PROMPT >>
Extract every one of the following lines and reproduce each one verbatim.
>> Start
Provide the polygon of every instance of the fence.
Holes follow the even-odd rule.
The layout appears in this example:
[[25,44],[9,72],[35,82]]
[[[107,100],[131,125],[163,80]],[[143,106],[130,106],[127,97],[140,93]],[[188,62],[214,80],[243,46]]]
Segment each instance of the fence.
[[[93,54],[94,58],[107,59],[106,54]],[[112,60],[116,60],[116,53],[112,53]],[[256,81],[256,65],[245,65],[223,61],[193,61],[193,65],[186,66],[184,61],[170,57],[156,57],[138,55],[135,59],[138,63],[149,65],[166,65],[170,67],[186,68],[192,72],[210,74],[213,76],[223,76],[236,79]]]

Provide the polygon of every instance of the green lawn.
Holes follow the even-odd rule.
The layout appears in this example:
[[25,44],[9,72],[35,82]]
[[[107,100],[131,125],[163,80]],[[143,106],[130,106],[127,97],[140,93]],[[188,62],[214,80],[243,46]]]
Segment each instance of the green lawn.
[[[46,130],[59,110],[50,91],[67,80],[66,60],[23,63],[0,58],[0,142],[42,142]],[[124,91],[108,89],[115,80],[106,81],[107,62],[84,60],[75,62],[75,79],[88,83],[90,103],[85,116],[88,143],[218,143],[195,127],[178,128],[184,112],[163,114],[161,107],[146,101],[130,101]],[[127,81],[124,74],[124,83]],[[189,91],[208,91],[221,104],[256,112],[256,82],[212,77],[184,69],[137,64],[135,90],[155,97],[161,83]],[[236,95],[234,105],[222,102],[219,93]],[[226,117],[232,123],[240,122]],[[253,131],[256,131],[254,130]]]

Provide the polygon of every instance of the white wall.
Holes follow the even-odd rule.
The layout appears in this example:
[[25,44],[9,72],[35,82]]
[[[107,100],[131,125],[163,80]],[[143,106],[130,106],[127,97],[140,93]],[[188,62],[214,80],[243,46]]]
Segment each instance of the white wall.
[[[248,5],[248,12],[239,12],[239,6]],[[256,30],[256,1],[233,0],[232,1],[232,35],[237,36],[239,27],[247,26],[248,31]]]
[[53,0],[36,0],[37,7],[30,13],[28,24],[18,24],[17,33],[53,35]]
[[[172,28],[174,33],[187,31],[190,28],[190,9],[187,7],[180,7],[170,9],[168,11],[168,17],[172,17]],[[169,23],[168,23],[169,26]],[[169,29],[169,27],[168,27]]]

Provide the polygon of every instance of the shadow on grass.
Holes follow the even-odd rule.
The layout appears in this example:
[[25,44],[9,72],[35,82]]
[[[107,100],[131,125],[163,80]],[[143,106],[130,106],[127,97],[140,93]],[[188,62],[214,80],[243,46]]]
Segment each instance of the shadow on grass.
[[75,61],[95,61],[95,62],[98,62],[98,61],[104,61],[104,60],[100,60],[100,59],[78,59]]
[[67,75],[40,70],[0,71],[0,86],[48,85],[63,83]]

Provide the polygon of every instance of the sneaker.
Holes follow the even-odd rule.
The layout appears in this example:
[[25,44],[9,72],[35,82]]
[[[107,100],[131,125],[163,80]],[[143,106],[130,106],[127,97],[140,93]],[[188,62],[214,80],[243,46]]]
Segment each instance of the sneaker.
>> End
FINISHED EXERCISE >>
Provide the polygon of every instance of the fence.
Holes follow the even-odd rule.
The layout appears in this example:
[[25,44],[9,72],[35,82]]
[[[107,100],[131,125],[163,80]],[[143,106],[130,106],[127,97],[140,93]],[[188,62],[214,80],[243,46]]]
Segment each instance of the fence.
[[[93,54],[94,58],[107,59],[106,54]],[[112,60],[116,60],[116,53],[112,53]],[[256,81],[256,65],[245,65],[223,61],[193,61],[193,65],[186,66],[184,61],[170,57],[156,57],[138,55],[135,59],[138,63],[149,65],[166,65],[170,67],[186,68],[192,72],[210,74],[213,76],[223,76],[236,79]]]

Provide the polygon of every instance of the green lawn.
Holes follow the even-odd rule.
The layout appears in this example:
[[25,44],[9,72],[35,82]]
[[[107,100],[131,125],[163,80]],[[143,106],[130,106],[127,97],[140,93]],[[188,62],[214,80],[243,46]]]
Segment each instance of the green lawn.
[[[46,130],[59,110],[50,91],[67,80],[66,60],[23,63],[0,58],[0,142],[42,142]],[[124,91],[108,89],[115,80],[106,81],[107,62],[84,60],[75,62],[75,79],[88,83],[90,103],[85,116],[88,143],[218,143],[195,127],[178,128],[184,112],[163,114],[161,107],[146,101],[130,101]],[[127,81],[124,74],[124,83]],[[189,91],[208,91],[221,104],[256,112],[256,82],[212,77],[184,69],[137,64],[135,90],[155,97],[161,83]],[[236,95],[234,105],[222,102],[219,93]],[[226,117],[232,123],[240,122]],[[253,131],[256,131],[254,130]]]

Provide the polygon of every instance of the white wall.
Holes follow the even-odd rule.
The layout appears in this example:
[[25,44],[9,72],[35,82]]
[[[107,100],[131,125],[163,80]],[[143,106],[130,106],[127,97],[140,93]],[[188,62],[214,80],[243,46]]]
Segment each instance of the white wall.
[[[248,5],[248,12],[239,12],[239,6]],[[256,30],[256,1],[233,0],[232,1],[232,35],[237,36],[239,27],[247,26],[248,31]]]
[[53,0],[36,0],[37,7],[30,13],[28,24],[18,24],[17,33],[53,35]]
[[[172,28],[174,33],[187,31],[190,28],[190,9],[187,7],[180,7],[170,9],[168,11],[168,17],[172,17]],[[169,23],[168,23],[169,26]],[[169,29],[169,27],[168,27]]]

Provide the polygon of every instance of the shadow on grass.
Holes follow the even-odd rule.
The layout appears in this example:
[[25,44],[9,72],[35,82]]
[[[107,100],[131,125],[163,80]],[[143,106],[130,106],[127,97],[140,93]],[[188,62],[214,80],[243,46]]]
Segment each instance of the shadow on grass.
[[75,61],[95,61],[95,62],[98,62],[98,61],[104,61],[104,60],[100,60],[100,59],[78,59]]
[[67,75],[40,70],[0,71],[0,86],[48,85],[63,83]]

Provide the polygon of every instance of the sneaker.
Holes follow the even-odd rule.
The layout appears in this example:
[[25,44],[9,72],[35,82]]
[[[107,100],[131,125],[163,80]],[[143,106],[130,106],[127,97],[140,93]],[[188,62],[214,80],[243,46]]]
Segment each instance of the sneaker.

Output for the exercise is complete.